══ The records

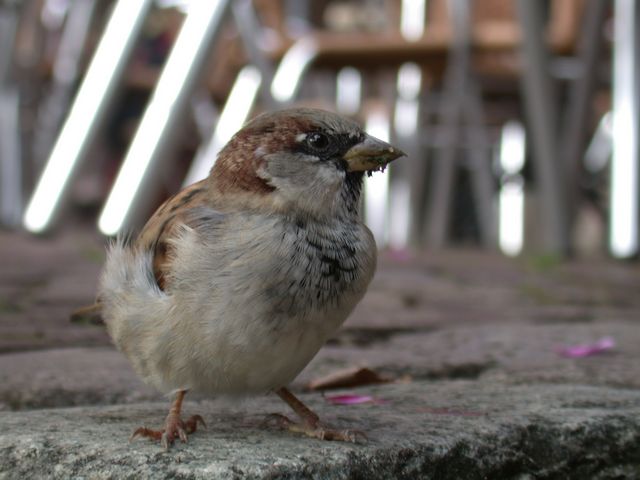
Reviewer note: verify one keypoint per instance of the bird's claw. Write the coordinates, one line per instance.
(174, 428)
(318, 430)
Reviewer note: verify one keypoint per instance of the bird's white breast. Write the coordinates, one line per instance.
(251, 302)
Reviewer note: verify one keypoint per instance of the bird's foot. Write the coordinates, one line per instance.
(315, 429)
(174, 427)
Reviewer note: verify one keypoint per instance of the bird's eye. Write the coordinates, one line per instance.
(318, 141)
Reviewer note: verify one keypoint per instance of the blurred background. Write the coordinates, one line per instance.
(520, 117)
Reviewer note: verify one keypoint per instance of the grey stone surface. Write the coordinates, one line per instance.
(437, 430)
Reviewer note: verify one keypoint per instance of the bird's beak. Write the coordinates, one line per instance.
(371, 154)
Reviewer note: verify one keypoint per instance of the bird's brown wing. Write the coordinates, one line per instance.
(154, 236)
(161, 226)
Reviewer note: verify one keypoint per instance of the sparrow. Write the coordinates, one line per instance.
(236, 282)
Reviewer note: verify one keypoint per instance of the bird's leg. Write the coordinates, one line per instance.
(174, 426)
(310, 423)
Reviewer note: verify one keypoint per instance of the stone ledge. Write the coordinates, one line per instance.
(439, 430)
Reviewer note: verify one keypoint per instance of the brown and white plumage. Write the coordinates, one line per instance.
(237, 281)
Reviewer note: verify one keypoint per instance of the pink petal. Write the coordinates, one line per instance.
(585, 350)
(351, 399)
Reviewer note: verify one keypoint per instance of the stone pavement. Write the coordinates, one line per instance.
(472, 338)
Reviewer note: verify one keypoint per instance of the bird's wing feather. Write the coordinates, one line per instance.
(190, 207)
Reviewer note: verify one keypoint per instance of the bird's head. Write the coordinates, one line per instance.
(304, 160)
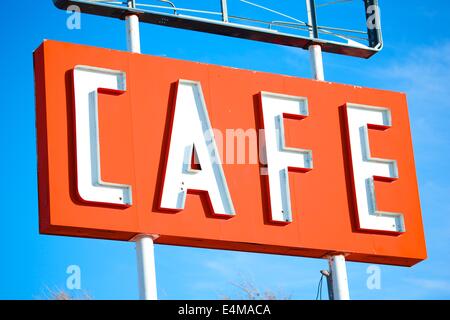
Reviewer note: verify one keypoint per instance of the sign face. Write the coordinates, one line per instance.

════
══ The records

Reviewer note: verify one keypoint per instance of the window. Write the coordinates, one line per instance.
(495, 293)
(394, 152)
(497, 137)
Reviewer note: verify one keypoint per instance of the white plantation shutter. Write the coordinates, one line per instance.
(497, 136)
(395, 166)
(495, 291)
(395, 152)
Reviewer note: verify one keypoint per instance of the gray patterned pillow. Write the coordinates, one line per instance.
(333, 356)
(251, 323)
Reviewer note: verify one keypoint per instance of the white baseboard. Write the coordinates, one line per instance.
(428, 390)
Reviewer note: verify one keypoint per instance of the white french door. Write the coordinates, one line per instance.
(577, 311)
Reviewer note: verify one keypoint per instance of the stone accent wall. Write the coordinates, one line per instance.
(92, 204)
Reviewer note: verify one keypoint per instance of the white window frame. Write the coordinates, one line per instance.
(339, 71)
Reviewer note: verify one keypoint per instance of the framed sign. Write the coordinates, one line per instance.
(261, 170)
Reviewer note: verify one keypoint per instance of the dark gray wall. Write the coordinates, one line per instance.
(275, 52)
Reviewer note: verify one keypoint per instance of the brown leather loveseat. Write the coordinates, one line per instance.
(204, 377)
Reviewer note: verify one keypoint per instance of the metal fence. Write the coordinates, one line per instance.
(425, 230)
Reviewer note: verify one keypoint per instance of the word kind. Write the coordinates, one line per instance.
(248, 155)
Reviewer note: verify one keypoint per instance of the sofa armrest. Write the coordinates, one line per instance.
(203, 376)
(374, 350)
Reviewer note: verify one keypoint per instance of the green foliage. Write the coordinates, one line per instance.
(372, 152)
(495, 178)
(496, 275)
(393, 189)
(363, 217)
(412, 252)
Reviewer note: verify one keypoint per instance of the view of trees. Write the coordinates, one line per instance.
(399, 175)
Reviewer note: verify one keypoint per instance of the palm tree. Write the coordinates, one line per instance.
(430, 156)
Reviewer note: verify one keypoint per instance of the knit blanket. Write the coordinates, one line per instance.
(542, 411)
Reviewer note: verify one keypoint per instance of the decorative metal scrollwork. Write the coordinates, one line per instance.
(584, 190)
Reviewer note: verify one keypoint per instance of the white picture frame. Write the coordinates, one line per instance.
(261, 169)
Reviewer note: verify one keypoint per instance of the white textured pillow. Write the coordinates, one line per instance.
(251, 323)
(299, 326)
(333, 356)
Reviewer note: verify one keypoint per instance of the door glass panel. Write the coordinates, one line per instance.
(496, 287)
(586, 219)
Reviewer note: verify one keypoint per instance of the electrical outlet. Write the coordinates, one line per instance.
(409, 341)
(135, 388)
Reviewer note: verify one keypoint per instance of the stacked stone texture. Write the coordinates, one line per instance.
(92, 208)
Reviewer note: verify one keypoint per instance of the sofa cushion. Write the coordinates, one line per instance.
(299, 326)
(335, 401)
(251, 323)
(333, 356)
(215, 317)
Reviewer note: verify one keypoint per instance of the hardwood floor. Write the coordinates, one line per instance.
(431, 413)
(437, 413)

════
══ The records

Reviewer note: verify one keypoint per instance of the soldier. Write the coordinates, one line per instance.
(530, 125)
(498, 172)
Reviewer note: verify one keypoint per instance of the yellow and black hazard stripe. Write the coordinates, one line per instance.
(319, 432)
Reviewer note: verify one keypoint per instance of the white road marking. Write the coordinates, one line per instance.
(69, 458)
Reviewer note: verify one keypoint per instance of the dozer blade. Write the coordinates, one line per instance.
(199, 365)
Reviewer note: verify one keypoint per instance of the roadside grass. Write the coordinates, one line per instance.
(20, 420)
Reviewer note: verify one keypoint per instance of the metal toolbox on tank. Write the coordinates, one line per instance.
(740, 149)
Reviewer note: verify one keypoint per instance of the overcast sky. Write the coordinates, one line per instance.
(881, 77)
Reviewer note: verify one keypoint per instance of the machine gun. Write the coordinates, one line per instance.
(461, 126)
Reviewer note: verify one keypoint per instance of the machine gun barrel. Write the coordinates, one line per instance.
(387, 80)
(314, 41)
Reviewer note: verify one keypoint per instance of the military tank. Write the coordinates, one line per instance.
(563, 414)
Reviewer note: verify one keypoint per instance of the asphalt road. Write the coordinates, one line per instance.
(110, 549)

════

— Work task —
What should come back is an exact copy of the lines above from the line with "ledge. Write the coordinates, one line per instance." to the line with "Reviewer note: verify one keypoint per instance of the sign", both included, minus the pictures.

— Reply to the task —
Reviewer note: verify one keypoint per instance of the stone ledge. Write the coordinates, one line per instance.
(439, 430)
Reviewer note: verify one keypoint per instance of the brown and white plumage. Write the coordinates, one line per instance.
(237, 281)
Reviewer note: verify one keypoint per instance of the pink petal. Write the coordinates, one line per instance.
(585, 350)
(351, 399)
Reviewer note: verify one keypoint per instance of the stone pavement. Write the coordinates, one line per instance.
(472, 338)
Reviewer note: verify one keypoint per instance of the bird's wing feather. Write the coordinates, one line per instance.
(190, 207)
Reviewer note: verify one keypoint per instance of the bird's head. Write the coordinates, one line per instance.
(304, 160)
Reviewer note: verify one keypoint per instance of the sign face. Write the coordinates, one line per instance.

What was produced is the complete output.